**Work required**
Give again, unaltered, the lines of the listing below that run from the line having "Target: palm tree" through the line having "Target: person wearing face mask".

**Source data**
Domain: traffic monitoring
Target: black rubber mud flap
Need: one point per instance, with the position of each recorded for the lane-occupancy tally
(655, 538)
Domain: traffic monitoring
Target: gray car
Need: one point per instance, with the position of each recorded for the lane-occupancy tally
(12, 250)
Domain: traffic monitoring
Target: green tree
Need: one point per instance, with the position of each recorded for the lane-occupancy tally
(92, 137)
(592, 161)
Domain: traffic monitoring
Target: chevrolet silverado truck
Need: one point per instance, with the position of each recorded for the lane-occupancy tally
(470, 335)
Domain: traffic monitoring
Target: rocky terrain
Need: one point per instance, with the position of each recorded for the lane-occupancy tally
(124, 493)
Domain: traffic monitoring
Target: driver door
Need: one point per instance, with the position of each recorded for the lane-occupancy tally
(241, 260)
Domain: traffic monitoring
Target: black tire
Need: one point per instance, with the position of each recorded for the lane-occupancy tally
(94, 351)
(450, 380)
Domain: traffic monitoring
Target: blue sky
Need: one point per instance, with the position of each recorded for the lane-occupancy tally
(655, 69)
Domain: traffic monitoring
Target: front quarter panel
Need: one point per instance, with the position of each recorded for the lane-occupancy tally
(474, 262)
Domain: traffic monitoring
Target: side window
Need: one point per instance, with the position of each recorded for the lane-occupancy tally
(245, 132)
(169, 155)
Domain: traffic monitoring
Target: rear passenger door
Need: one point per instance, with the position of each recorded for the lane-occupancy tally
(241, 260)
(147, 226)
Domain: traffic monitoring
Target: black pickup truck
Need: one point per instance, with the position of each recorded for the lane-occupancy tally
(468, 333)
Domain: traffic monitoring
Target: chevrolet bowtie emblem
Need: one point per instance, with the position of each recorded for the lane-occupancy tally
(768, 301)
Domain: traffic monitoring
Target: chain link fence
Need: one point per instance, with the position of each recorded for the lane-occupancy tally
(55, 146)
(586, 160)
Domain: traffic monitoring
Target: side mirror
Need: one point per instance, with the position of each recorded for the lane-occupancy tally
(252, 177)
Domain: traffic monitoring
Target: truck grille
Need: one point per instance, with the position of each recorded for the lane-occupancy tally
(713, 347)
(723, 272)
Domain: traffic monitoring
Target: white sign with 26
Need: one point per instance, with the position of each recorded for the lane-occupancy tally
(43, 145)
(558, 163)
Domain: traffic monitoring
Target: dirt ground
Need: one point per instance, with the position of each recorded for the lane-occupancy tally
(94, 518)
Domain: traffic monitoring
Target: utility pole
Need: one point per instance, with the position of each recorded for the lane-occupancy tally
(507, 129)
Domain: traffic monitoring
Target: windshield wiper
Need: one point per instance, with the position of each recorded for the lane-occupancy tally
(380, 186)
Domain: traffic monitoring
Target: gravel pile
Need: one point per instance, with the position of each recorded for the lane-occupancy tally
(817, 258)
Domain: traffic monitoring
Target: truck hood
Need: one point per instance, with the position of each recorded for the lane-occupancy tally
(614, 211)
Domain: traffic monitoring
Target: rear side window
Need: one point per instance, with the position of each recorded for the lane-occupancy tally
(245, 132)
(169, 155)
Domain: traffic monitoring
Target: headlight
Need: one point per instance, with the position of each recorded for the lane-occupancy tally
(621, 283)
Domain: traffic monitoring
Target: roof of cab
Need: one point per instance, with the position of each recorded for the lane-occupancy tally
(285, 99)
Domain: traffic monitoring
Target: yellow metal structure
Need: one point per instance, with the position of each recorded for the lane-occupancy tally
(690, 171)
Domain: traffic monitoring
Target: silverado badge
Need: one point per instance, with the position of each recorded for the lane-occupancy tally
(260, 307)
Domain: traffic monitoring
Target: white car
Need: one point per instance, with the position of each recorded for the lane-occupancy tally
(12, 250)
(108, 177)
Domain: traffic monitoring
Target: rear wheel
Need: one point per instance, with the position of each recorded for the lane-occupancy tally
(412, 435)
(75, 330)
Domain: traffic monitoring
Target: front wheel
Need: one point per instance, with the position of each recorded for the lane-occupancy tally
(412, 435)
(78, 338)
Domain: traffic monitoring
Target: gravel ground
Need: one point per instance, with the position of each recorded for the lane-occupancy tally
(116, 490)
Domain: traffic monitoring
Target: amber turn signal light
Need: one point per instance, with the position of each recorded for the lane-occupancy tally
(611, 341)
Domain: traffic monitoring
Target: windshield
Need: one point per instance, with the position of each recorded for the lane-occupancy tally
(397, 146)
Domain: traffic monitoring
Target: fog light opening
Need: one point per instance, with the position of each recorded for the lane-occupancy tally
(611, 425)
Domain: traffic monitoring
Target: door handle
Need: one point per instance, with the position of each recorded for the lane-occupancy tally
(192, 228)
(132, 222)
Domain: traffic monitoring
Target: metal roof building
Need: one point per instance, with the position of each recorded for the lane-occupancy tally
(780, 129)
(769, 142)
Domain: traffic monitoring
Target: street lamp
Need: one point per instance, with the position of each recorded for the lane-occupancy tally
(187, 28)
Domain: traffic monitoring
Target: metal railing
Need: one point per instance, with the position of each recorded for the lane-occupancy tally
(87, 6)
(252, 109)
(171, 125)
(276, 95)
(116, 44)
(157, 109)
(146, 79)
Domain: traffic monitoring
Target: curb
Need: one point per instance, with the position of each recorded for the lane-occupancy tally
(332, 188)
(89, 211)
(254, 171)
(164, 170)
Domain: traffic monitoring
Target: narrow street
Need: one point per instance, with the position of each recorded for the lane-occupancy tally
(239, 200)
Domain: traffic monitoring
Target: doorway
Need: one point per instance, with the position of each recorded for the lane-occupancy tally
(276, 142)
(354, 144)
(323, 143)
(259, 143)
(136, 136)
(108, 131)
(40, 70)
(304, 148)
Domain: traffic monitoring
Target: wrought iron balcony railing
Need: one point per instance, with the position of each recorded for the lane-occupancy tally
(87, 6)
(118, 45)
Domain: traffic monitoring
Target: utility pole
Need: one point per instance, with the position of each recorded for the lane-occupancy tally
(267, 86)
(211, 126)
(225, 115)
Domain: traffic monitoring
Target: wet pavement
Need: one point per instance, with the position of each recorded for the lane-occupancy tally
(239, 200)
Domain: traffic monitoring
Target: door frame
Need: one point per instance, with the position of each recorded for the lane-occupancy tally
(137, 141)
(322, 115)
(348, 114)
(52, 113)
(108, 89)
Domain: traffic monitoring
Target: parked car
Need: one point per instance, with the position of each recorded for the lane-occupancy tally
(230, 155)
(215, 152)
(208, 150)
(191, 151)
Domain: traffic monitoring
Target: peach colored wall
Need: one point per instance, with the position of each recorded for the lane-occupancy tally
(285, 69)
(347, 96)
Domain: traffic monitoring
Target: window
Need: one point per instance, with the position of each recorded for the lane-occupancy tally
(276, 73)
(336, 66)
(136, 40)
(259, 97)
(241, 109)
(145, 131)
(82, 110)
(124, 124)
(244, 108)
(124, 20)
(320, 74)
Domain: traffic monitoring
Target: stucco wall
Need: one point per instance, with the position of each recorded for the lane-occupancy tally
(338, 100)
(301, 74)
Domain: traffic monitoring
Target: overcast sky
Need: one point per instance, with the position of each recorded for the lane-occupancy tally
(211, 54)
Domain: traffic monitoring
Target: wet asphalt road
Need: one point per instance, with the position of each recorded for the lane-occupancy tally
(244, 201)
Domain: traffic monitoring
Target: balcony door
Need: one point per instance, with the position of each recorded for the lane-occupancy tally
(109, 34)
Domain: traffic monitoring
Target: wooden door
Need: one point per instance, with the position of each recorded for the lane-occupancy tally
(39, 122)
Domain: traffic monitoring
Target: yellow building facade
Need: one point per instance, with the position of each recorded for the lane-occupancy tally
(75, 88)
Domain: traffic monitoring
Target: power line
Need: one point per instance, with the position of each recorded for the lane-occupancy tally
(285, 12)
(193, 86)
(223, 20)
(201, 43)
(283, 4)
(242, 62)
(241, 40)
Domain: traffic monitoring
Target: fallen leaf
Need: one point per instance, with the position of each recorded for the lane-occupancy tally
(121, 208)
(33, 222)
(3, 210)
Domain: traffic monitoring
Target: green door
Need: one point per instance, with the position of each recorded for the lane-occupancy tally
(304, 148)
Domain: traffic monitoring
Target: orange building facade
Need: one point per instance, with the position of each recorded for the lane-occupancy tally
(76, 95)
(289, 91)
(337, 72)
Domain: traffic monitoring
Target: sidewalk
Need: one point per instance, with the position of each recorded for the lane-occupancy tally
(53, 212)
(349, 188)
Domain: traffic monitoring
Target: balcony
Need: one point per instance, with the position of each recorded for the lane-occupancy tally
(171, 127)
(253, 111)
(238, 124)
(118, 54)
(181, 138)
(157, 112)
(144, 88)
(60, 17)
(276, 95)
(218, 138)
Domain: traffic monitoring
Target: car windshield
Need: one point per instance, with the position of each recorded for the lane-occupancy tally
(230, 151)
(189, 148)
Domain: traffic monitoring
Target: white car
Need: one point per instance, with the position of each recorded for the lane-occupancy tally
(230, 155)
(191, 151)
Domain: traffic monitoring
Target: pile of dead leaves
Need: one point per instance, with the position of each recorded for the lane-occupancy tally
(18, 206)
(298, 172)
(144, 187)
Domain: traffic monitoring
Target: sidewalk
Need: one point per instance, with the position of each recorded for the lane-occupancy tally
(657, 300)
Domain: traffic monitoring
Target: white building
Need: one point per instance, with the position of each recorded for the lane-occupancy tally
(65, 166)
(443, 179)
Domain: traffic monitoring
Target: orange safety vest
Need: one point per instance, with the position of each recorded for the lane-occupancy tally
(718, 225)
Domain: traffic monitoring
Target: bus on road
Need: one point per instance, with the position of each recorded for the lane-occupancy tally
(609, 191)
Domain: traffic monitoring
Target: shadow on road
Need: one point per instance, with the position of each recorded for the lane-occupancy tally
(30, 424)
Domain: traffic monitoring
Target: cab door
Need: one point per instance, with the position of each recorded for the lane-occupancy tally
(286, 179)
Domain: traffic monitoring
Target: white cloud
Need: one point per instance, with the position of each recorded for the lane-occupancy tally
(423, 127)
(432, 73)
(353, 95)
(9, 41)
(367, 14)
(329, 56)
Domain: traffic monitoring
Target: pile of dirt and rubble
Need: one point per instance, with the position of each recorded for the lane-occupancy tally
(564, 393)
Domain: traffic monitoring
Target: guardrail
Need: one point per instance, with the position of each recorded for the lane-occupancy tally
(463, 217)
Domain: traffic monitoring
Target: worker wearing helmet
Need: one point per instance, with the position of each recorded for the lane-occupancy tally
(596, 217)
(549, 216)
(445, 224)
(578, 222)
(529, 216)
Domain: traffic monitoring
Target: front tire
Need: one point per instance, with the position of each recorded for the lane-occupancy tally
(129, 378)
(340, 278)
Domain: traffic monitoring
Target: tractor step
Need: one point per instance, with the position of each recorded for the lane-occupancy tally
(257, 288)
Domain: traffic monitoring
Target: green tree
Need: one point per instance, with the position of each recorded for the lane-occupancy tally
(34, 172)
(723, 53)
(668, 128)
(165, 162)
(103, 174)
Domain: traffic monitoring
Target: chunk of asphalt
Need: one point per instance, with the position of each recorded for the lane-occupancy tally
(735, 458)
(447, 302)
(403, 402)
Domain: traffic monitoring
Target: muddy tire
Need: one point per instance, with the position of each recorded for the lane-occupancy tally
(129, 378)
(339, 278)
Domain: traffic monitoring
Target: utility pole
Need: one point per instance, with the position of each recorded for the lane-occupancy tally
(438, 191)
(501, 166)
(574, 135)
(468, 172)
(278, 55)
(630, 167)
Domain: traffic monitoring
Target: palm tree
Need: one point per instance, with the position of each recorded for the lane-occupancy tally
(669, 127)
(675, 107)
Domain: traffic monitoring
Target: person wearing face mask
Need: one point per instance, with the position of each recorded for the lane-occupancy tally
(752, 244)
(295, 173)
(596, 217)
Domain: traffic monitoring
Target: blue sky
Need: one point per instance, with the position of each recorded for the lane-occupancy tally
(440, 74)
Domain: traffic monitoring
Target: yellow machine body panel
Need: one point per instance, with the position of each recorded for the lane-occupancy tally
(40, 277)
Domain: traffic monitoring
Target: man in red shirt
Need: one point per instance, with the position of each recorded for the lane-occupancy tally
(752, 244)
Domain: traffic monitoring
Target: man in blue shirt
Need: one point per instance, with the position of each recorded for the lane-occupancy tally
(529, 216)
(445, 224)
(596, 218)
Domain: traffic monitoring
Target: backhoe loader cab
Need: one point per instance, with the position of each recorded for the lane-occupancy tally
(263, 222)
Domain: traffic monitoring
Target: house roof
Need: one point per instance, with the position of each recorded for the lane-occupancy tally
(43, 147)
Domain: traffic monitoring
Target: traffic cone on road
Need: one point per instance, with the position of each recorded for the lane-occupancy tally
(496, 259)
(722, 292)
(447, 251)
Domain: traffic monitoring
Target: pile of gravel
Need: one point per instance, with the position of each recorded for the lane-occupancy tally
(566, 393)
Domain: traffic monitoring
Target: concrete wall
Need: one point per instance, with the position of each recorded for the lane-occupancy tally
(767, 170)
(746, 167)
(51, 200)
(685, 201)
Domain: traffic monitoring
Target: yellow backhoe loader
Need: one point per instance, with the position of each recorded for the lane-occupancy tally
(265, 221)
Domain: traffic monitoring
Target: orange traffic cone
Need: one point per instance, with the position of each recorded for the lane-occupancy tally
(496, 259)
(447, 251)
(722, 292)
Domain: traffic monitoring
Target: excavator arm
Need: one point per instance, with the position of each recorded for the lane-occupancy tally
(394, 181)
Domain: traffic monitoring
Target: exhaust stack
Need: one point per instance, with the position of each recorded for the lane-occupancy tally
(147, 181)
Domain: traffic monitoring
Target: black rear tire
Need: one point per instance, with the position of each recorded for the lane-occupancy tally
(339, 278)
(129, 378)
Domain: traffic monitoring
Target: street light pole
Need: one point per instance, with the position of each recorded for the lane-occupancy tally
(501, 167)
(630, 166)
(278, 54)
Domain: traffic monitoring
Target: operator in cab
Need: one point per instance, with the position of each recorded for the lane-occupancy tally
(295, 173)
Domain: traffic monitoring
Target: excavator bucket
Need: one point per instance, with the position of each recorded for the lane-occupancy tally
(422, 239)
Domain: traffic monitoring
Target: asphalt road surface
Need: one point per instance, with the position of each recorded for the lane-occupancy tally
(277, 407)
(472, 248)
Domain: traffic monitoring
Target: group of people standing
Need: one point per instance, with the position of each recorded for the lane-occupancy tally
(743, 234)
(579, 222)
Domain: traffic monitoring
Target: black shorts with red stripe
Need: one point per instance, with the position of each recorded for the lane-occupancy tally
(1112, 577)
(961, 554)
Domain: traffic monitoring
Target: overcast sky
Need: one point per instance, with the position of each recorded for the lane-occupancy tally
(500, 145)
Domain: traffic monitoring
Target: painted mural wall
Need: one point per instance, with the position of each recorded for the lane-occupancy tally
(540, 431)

**Exercise answer**
Target: palm tree
Need: one point per instance, with the position of each recorded for the lane-occupancy tally
(669, 127)
(675, 107)
Domain: traffic monitoring
Target: person wearing face mask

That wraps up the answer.